Despite this, Javani defended Russia’s role during the war. “President Vladimir Putin made notable diplomatic and political efforts in support of the Islamic Republic in international forums,” he said. “These are the types of actions we expect on the political level, and he delivered.”
As Iran faces a deepening water crisis, a recent report by The Economist shows how the Islamic Republic is quietly flooding Persian Gulf markets with fruit and vegetables through a sprawling export scheme.
“The Islamic Republic… is in a serious pickle,” The Economist wrote in its Friday report.
Flooding the Persian Gulf with fruit and veg is one of its ways to pay for foreign goods it so desperately needs, added the outlet, saying “Iran now supplies nine out of ten cauliflowers, tomatoes and watermelons imported by the UAE.”
The trade relies on large state subsidies that make water, fertilizers and energy almost free.
Iran’s greenhouse cultivation has more than tripled in area since the early 2010s, supported by imported technology from countries including China and the Netherlands. Much of the equipment, The Economist wrote, originates from Israel—“a leader in the field”—though routed indirectly.
But this export boom is exacerbating water scarcity across Iran. With agriculture consuming over 90% of available water, and government support concentrated on export-focused farms, residents in cities like Tehran, Isfahan, Mashhad, and many others endure hours-long daily shutoffs. Officials have warned of a collapse of groundwater resources and irreversible environmental damage.
Tomato harvest in Iran — a worker packs freshly picked tomatoes in crates on a farm.
Across Iran, families are enduring days without running water. Many are stockpiling bottles, installing rooftop storage tanks, or relying on tanker deliveries—some of which provide unsafe supplies.
Satellite images obtained by Iran International show that Tehran’s main reservoirs—Amir Kabir, Lar, and Latyan—are at historic lows, holding less than 10% of their usable volume.
At the same time, the capital is physically sinking. Excessive extraction from depleted groundwater resources has caused sections of Tehran to subside by more than 25 centimeters per year.
Iran's produce in Sharjah port
The report by the Economist details how Iran’s produce reaches the UAE’s Sharjah port via small ships from Bandar Lengeh, south of the country.
From there, trailers carry shipments to Dubai’s Al Aweer market, the region’s largest wholesale food hub, where wholesalers blend Iranian goods with other imports or repackage them entirely.
Labels are swapped to hide origin—“We just put a sticker on the carton with a new origin: Azerbaijan, Turkey—anything but Iran,” one trader said.
-=-=-=-=-
• _Problem A_
According to the article, what share of the cauliflowers, tomatoes and watermelons imported by the UAE does Iran supply?
• _Problem B_
List the main Tehran reservoirs that the article names.
• _Problem C_
Quote the article from "As Iran faces" to "energy almost free.".

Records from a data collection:
-=-=-=-=-
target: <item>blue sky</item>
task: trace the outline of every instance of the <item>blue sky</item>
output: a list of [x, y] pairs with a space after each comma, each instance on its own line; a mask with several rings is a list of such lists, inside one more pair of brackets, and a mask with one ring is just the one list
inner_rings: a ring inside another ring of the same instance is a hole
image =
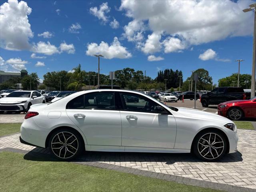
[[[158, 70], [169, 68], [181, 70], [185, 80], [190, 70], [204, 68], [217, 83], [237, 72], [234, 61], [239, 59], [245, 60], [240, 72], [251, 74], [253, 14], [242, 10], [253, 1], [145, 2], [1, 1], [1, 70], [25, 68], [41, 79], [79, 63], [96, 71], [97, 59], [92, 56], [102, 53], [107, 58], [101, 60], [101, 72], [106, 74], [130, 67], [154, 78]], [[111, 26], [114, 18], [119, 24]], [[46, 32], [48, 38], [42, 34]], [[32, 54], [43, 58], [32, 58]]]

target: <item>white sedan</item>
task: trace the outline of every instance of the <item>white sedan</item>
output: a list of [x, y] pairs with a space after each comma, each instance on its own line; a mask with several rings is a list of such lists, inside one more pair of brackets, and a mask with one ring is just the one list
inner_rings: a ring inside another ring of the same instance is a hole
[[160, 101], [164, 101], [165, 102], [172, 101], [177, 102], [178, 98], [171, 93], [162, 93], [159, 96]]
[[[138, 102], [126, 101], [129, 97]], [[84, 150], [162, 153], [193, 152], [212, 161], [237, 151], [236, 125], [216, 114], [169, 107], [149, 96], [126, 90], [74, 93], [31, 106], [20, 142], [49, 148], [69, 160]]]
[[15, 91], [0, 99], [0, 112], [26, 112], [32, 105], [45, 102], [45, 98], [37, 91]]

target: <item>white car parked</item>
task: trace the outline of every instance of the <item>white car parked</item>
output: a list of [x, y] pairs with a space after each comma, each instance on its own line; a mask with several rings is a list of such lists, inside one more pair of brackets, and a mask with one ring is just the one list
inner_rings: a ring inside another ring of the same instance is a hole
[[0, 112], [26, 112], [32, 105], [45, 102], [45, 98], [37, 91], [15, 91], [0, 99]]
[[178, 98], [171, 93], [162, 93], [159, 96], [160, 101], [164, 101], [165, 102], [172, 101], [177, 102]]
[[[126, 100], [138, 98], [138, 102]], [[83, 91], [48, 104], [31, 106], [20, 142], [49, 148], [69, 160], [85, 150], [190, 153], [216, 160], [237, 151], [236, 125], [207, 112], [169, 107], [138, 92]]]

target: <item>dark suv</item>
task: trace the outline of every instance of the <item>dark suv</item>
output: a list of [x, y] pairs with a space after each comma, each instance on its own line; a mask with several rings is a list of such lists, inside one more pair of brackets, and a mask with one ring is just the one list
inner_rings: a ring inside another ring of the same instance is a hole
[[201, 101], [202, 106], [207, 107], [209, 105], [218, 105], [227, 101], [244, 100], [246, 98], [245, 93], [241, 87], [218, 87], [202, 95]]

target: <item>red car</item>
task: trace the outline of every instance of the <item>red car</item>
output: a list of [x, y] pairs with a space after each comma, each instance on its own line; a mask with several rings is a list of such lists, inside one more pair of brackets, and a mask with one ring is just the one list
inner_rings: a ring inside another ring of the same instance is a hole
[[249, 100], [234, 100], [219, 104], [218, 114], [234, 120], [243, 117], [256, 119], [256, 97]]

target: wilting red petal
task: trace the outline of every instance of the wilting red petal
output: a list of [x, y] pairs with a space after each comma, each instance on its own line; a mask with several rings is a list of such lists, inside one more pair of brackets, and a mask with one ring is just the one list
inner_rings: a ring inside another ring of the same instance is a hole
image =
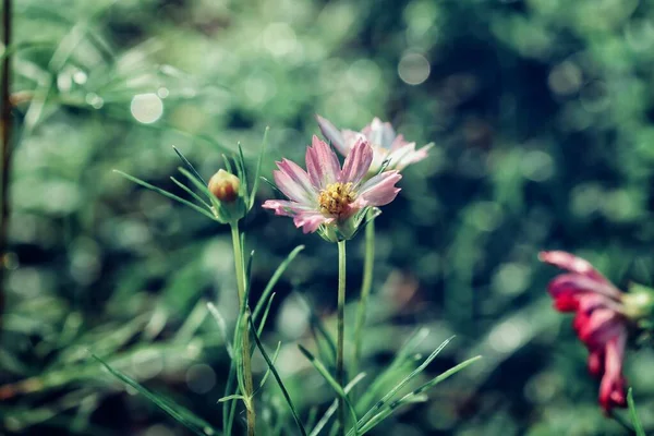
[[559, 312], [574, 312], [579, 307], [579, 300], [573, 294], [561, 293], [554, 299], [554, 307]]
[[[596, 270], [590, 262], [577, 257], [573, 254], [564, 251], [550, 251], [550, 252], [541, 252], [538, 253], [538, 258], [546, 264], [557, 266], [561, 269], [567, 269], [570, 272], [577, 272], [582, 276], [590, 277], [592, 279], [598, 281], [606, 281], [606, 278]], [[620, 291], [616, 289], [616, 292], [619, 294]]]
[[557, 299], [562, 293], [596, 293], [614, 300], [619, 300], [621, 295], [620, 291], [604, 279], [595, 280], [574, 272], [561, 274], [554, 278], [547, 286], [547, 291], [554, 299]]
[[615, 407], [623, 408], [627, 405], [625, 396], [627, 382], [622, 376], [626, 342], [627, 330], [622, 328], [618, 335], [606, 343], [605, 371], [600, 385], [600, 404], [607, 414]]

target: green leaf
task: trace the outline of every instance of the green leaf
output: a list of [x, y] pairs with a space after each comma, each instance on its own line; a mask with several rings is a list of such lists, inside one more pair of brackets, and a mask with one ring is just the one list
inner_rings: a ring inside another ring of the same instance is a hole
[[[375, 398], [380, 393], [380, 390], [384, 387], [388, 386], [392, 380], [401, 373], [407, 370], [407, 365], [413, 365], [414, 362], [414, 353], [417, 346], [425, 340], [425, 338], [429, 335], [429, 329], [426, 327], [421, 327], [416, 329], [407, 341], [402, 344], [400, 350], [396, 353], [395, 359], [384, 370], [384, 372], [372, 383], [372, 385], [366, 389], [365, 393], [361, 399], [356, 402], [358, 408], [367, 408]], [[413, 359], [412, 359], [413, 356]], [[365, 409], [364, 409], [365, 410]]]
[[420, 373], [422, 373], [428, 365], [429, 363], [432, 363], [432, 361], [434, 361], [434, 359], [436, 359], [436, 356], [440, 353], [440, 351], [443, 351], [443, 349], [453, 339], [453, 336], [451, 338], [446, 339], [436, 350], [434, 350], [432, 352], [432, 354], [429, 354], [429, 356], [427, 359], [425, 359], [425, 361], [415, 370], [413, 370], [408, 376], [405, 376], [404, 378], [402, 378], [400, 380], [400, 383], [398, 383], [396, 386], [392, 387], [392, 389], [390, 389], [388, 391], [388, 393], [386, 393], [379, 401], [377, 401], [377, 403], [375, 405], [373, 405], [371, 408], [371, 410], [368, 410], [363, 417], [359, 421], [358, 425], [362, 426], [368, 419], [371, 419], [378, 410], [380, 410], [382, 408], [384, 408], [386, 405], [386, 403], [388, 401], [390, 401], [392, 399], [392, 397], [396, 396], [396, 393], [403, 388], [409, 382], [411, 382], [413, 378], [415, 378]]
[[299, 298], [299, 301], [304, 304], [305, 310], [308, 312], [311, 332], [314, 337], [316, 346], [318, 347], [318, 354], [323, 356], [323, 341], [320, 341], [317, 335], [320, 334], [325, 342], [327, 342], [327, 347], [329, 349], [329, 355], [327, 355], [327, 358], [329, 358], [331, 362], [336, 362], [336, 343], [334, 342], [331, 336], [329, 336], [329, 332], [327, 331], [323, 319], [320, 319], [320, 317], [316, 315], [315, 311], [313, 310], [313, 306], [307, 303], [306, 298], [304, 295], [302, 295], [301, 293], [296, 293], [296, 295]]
-=-=-=-=-
• _Worked solution A_
Nine out of ten

• _Worked solution B_
Amir Kabir, Lar, and Latyan

• _Worked solution C_
As Iran faces a deepening water crisis, a recent report by The Economist shows how the Islamic Republic is quietly flooding Persian Gulf markets with fruit and vegetables through a sprawling export scheme.
“The Islamic Republic… is in a serious pickle,” The Economist wrote in its Friday report.
Flooding the Persian Gulf with fruit and veg is one of its ways to pay for foreign goods it so desperately needs, added the outlet, saying “Iran now supplies nine out of ten cauliflowers, tomatoes and watermelons imported by the UAE.”
The trade relies on large state subsidies that make water, fertilizers and energy almost free.